→ Written task: Repeat the lines that follow, leaving nothing out.
+++
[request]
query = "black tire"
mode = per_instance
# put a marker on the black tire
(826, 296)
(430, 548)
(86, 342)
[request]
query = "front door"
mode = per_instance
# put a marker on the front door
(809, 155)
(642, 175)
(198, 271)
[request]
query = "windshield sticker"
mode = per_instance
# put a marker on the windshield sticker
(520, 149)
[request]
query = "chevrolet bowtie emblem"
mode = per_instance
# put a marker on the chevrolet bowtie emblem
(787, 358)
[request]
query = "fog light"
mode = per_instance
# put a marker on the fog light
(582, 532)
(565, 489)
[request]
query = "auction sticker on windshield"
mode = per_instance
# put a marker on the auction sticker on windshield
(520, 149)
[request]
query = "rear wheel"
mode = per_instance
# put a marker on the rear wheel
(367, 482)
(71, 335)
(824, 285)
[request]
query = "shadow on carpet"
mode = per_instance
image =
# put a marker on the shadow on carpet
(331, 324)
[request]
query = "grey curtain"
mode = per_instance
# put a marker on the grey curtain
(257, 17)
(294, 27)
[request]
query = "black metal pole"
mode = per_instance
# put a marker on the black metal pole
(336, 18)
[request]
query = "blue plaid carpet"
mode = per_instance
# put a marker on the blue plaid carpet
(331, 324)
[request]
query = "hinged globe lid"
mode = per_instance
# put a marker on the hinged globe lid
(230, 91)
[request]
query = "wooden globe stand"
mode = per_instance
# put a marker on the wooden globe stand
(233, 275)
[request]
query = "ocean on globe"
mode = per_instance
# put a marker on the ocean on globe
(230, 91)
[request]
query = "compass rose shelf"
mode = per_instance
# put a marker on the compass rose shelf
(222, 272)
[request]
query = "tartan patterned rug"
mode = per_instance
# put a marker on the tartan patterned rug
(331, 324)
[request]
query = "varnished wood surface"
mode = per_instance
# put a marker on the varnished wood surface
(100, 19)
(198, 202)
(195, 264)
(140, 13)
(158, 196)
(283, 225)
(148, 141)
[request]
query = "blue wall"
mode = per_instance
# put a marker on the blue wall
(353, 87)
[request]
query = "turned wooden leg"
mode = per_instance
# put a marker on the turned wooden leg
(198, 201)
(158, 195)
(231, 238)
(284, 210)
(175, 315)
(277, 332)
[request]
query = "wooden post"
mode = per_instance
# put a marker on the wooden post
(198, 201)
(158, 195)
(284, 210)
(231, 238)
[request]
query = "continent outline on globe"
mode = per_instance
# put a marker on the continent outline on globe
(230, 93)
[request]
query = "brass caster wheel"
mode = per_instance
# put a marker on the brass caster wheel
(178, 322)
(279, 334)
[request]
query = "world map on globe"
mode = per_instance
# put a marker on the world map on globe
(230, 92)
+++
→ Full output:
[request]
query = "black tire"
mode = per_instance
# put a marker on the black tire
(826, 296)
(430, 548)
(86, 342)
[request]
query = "front door"
mode = per_instance
# put a marker on the front door
(809, 155)
(642, 175)
(198, 271)
[request]
query = "windshield sticker"
mode = per_instance
# put a marker on the windshield sticker
(520, 149)
[request]
query = "chevrolet bowtie emblem"
mode = per_instance
# put a marker on the chevrolet bowtie emblem
(787, 358)
[request]
query = "fog light"
mode = per_instance
# put a marker on the fog light
(582, 532)
(565, 489)
[request]
query = "auction sticker on windshield"
mode = per_instance
# put a marker on the auction sticker on windshield
(520, 149)
[request]
query = "rear wheel"
mode = per_instance
# put a marker on the rear wheel
(367, 482)
(71, 335)
(824, 285)
[request]
query = "shadow on carpet"
mode = per_instance
image =
# put a marker on the shadow on carpet
(331, 324)
[request]
query = "grey curtain"
mode = per_instance
# put a marker on the grey curtain
(257, 17)
(294, 27)
[request]
query = "black metal pole"
mode = per_instance
# put a marker on the black metal pole
(336, 18)
[request]
query = "blue plaid carpet"
mode = per_instance
# put a marker on the blue plaid carpet
(331, 324)
[request]
query = "hinged globe lid"
mode = per_instance
# put a marker on the hinged globe lid
(230, 91)
[request]
query = "wooden globe stand"
mode = per_instance
# put a marker on the wooden globe stand
(233, 275)
[request]
query = "ocean on globe"
mode = per_instance
# put a marker on the ocean on globe
(230, 91)
[request]
query = "compass rose shelf"
mode = per_instance
# put a marker on the compass rose shelf
(222, 272)
[request]
query = "tartan patterned rug"
mode = per_instance
# put a marker on the tartan patterned rug
(331, 324)
[request]
query = "varnished wood surface"
mode = per_instance
# put a marker on the varnished wood surface
(100, 19)
(198, 202)
(195, 264)
(140, 13)
(158, 196)
(283, 225)
(148, 141)
[request]
query = "blue wall"
mode = per_instance
# put a marker on the blue wall
(353, 87)
[request]
query = "turned wooden leg"
mode = per_instance
# put a marker on the turned wooden leg
(198, 201)
(158, 195)
(231, 238)
(284, 210)
(175, 315)
(277, 332)
[request]
query = "wooden post"
mode = per_instance
# put a marker on the wooden post
(198, 201)
(158, 195)
(284, 210)
(231, 238)
[request]
query = "continent outline on globe"
mode = per_instance
# put a marker on the continent outline on globe
(230, 93)
[request]
query = "brass caster wheel"
mode = per_instance
# put a marker on the brass caster wheel
(178, 322)
(279, 334)
[request]
query = "world map on globe"
mode = per_instance
# put a marker on the world map on globe
(230, 92)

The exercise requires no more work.